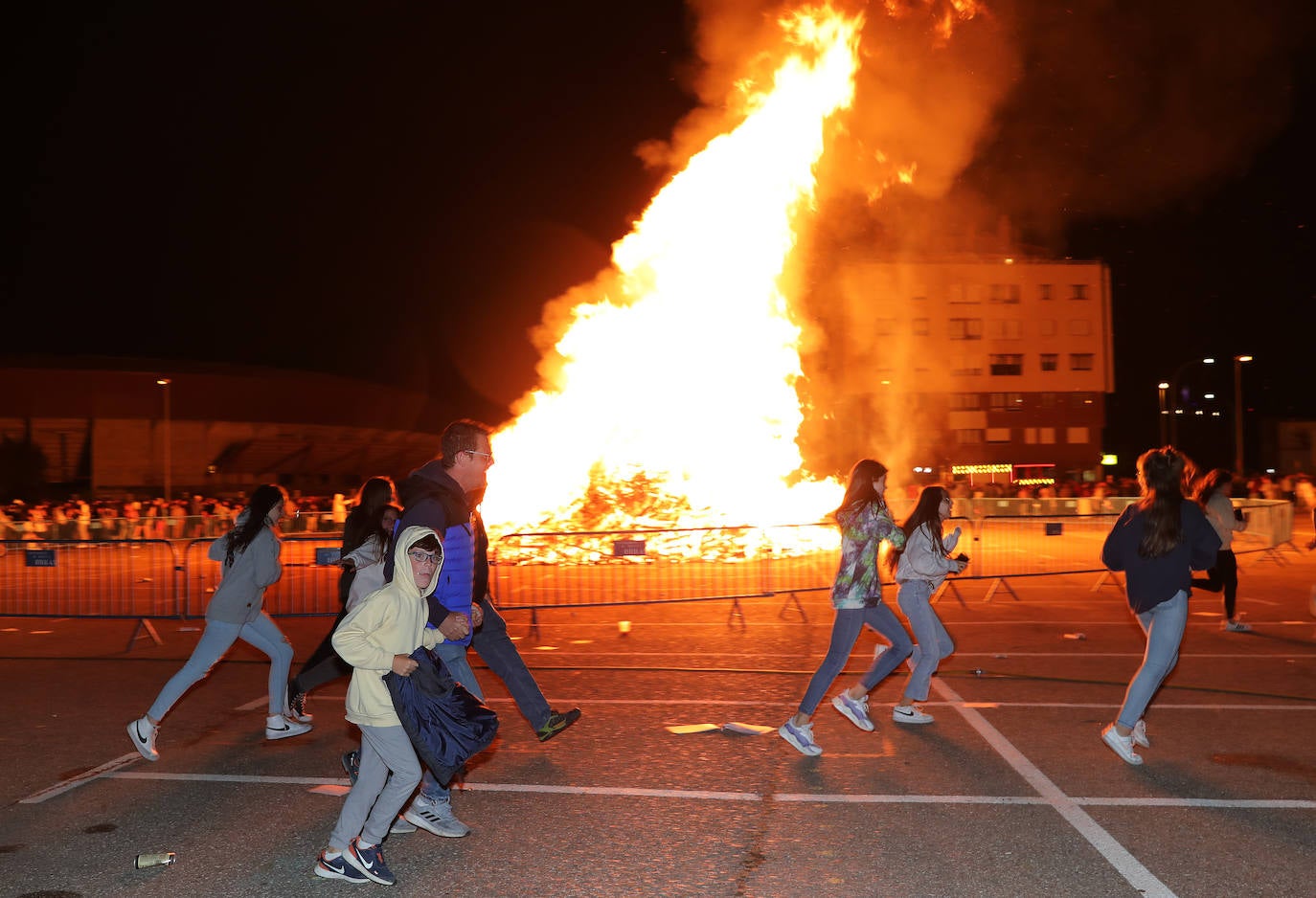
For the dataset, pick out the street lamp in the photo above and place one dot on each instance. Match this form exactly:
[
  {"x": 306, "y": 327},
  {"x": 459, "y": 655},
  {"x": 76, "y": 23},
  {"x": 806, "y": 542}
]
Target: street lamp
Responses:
[
  {"x": 164, "y": 384},
  {"x": 1238, "y": 360},
  {"x": 1174, "y": 408},
  {"x": 1165, "y": 413}
]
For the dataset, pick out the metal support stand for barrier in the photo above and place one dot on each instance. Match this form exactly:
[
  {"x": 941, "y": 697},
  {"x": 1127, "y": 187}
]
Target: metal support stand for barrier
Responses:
[
  {"x": 949, "y": 585},
  {"x": 736, "y": 613},
  {"x": 143, "y": 623},
  {"x": 1274, "y": 555},
  {"x": 999, "y": 583},
  {"x": 1107, "y": 576},
  {"x": 794, "y": 599}
]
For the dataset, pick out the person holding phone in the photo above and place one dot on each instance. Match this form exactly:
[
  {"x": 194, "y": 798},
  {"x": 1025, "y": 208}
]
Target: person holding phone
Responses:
[
  {"x": 865, "y": 524},
  {"x": 921, "y": 567}
]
···
Reproduce the entries above without any change, starting at the line that contains "For the dataset, pick out the metal" and ending with the final line of the entries.

§ **Problem solution**:
For the dataset, pick out the metal support stand for barrier in the photo above and place one dot on each instance. Match this form exactly:
[
  {"x": 941, "y": 697},
  {"x": 1127, "y": 187}
]
Target: metal support stand for barrier
Responses:
[
  {"x": 949, "y": 585},
  {"x": 736, "y": 613},
  {"x": 143, "y": 623},
  {"x": 1274, "y": 555},
  {"x": 999, "y": 583},
  {"x": 1107, "y": 576},
  {"x": 794, "y": 599}
]
For the dataset, pick out the person holding phone in the photo above and place one dot on each instance. Match this form exactly:
[
  {"x": 194, "y": 798},
  {"x": 1025, "y": 208}
]
Target: person holding phone
Responses:
[
  {"x": 865, "y": 524},
  {"x": 921, "y": 567}
]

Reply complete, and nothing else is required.